Task details:
Check each line of the material for the string "jacket", then give only how many lines have it.

____

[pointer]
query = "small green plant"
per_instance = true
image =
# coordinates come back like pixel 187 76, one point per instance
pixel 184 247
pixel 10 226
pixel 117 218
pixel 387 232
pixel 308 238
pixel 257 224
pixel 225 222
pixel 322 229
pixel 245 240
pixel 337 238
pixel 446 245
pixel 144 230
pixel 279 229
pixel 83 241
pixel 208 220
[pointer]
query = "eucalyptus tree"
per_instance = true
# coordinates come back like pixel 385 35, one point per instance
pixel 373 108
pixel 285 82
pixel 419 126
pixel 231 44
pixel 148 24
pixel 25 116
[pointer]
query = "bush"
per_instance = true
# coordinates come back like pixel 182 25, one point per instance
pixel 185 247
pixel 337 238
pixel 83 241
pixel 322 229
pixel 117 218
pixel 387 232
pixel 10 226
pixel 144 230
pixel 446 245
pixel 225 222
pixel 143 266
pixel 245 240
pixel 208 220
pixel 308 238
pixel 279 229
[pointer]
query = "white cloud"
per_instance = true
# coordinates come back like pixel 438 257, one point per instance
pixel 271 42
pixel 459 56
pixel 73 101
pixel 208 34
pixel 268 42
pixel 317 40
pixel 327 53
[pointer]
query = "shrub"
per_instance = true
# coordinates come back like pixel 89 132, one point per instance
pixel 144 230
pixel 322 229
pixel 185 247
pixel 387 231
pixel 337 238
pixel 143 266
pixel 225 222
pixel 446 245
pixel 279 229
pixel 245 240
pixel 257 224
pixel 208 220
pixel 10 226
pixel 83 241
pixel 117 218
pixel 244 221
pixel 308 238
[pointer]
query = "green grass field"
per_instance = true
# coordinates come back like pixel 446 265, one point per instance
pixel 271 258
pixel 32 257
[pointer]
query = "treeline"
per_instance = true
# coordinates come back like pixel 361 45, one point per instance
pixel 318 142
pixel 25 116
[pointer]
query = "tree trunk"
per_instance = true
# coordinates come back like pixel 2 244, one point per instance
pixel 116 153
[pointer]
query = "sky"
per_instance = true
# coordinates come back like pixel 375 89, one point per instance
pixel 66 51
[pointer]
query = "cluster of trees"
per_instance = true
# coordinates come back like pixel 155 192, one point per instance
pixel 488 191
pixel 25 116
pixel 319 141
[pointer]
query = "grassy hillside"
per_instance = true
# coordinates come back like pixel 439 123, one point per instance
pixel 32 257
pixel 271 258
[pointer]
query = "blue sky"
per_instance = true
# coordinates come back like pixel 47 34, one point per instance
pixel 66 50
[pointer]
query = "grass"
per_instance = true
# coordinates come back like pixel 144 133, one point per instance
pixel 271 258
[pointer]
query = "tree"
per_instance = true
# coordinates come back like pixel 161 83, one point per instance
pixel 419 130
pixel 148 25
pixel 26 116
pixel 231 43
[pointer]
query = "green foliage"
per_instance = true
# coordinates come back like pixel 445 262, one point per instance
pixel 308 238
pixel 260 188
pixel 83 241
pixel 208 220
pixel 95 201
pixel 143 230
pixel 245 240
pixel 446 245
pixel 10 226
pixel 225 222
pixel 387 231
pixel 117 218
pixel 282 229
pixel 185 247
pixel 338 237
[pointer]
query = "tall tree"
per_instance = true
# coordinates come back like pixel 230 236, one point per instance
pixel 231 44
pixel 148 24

____

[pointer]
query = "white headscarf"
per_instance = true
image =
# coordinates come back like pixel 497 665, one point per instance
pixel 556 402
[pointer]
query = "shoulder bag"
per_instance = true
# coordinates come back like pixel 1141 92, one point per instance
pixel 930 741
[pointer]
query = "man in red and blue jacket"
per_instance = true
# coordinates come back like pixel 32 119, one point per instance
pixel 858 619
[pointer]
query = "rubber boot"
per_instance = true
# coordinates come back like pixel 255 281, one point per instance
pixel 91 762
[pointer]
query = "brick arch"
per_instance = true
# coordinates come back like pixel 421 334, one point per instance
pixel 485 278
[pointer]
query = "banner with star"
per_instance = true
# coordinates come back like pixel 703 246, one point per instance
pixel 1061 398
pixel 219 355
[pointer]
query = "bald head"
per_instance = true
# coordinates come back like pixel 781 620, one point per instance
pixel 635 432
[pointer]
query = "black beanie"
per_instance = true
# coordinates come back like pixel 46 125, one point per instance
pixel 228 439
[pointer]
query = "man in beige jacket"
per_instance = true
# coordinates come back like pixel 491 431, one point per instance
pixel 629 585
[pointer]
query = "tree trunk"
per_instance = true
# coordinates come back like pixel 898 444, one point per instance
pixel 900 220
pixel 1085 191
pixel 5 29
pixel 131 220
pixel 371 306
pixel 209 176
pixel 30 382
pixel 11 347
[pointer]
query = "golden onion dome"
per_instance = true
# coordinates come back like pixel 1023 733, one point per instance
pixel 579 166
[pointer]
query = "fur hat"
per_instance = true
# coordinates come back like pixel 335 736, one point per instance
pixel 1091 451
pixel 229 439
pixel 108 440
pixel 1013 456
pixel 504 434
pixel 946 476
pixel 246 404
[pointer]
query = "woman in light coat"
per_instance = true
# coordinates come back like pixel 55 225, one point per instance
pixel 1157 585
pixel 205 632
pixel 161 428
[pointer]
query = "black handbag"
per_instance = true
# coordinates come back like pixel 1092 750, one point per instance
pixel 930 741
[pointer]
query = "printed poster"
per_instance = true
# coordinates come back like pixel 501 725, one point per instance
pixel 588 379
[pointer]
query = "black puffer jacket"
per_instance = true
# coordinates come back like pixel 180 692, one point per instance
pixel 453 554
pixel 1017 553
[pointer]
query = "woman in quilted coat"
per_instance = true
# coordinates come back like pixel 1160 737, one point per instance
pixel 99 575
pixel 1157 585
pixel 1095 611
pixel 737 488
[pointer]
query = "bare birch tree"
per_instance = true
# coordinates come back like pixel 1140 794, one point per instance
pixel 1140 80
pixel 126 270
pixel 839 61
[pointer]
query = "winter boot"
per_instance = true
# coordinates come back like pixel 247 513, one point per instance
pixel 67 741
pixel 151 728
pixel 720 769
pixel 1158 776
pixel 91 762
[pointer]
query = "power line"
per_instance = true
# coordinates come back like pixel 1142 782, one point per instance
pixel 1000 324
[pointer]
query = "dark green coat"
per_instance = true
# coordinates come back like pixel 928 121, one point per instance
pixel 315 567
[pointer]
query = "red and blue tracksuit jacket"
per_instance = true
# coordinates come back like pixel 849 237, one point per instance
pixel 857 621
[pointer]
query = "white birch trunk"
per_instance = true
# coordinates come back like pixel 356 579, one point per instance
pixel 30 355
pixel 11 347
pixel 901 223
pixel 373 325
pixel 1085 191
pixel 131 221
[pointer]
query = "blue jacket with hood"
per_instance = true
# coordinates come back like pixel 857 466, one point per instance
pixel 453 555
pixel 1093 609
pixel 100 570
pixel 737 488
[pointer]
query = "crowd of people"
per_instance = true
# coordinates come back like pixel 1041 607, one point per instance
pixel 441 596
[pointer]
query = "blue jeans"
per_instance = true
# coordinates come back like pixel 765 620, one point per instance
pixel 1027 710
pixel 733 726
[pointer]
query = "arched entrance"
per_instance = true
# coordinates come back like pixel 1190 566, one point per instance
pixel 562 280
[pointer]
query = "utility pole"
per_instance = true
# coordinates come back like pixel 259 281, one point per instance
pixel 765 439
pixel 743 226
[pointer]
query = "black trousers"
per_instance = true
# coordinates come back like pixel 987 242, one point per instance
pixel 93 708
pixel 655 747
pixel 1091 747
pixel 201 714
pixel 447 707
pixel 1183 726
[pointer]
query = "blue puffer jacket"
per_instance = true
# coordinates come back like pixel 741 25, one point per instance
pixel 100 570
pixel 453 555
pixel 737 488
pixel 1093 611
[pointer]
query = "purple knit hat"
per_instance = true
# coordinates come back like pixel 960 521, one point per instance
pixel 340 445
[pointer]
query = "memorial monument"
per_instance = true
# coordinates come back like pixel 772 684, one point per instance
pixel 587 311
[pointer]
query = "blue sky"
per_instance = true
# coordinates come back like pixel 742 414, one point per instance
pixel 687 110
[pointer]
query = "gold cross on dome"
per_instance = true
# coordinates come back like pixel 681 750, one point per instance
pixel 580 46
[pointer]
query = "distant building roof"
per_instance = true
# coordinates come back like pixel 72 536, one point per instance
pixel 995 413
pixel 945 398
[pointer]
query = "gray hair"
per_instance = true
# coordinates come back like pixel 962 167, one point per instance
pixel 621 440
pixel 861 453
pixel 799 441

____

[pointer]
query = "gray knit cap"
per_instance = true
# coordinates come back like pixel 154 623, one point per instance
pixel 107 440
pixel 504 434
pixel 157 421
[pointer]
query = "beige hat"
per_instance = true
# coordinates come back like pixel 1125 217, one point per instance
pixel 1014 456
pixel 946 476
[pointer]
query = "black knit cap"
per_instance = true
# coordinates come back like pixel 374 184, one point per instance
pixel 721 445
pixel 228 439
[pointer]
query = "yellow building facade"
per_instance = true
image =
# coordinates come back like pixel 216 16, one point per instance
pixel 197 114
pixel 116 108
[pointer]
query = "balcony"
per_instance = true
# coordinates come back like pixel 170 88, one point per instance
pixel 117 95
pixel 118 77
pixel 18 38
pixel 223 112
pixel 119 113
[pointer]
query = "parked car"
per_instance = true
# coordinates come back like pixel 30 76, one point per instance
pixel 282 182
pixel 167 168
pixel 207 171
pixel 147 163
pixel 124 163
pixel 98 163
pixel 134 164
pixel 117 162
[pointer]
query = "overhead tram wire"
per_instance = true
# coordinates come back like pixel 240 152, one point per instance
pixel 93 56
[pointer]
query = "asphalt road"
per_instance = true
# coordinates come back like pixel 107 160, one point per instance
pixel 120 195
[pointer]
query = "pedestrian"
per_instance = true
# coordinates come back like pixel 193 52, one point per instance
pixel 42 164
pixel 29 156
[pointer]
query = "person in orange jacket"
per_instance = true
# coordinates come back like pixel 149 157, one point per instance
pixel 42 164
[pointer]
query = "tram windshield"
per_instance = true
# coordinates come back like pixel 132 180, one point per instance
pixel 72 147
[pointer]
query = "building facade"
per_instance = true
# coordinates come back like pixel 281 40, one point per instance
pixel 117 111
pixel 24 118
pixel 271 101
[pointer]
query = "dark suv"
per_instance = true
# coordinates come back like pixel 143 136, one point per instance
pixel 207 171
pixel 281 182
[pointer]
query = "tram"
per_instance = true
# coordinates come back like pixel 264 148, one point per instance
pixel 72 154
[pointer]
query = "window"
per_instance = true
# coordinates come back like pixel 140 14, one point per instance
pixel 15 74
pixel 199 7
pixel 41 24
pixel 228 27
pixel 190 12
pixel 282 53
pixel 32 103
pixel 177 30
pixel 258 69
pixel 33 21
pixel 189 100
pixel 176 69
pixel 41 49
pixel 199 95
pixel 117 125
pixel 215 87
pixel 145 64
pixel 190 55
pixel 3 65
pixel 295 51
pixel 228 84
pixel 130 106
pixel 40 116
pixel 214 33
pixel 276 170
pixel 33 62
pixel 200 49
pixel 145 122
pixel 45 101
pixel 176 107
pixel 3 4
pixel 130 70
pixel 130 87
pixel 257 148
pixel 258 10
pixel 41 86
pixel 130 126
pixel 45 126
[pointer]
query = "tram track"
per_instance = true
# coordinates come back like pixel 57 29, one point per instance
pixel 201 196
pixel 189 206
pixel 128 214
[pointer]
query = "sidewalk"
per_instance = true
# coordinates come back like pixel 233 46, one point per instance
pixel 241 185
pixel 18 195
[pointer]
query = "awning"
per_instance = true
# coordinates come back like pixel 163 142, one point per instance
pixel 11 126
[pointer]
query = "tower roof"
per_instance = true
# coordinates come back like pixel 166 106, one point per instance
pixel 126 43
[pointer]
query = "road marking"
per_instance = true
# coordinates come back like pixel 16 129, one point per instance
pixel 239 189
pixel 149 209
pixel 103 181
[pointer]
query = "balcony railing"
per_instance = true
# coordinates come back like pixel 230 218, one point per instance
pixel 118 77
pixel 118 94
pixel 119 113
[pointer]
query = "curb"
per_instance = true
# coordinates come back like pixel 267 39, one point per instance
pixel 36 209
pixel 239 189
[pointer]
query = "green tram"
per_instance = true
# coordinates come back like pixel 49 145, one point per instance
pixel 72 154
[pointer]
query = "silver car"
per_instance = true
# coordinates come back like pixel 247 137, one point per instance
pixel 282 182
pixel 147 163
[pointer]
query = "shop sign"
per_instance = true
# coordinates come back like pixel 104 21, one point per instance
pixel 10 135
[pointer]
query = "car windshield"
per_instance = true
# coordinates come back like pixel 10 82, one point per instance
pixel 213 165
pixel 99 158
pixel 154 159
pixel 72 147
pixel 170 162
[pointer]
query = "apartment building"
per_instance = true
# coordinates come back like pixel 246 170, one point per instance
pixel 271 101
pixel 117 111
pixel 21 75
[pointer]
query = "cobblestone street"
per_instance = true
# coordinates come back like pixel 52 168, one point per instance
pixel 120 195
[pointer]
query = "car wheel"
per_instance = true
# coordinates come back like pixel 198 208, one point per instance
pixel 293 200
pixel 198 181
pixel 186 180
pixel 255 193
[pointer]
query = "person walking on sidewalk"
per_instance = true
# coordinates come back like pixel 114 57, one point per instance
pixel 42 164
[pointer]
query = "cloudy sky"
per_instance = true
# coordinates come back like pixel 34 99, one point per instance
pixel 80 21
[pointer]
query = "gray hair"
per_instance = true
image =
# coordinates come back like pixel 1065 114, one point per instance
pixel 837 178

____

Task result:
7